• **What you have to do**: List each line in the entries below that contains the string "bridge". Case counts.

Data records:
== == ==

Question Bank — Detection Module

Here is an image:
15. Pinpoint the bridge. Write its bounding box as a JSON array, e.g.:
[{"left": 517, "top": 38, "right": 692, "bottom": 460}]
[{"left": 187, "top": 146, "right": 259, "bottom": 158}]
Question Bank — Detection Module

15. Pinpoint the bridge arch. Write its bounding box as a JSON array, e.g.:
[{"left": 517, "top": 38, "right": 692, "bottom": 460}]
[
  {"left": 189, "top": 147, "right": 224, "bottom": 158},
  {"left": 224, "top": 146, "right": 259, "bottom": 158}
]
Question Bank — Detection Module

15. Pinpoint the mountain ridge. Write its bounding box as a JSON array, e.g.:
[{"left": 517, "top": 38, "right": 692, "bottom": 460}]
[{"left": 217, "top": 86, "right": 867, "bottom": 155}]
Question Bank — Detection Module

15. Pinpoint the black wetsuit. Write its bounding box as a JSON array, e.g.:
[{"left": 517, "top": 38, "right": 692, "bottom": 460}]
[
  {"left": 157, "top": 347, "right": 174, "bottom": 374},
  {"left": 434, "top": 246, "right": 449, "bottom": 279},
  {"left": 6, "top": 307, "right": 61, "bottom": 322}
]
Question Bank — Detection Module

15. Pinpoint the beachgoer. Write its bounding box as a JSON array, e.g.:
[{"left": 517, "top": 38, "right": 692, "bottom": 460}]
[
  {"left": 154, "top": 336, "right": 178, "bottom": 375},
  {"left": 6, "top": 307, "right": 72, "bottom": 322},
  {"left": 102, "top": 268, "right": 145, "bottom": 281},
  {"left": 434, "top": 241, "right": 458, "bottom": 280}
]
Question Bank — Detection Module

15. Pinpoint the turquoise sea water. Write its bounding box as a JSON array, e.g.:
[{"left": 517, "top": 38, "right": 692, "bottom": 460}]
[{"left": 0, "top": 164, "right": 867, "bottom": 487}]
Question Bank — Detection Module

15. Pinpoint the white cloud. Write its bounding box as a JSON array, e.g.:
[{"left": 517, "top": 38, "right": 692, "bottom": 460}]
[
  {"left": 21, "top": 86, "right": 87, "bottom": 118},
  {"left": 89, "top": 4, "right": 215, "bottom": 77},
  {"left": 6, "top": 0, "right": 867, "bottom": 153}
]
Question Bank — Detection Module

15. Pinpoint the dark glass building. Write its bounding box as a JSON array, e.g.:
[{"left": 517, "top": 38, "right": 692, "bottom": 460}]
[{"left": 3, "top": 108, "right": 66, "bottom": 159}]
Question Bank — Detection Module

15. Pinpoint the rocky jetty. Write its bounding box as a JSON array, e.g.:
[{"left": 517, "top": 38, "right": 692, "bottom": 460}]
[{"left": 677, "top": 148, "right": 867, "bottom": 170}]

== == ==

• **Expected answer**:
15. Pinpoint the bridge. Write its bounding box as a JSON array, e.g.:
15. Pinpoint the bridge arch. Write its bounding box as a JSON array, e.g.:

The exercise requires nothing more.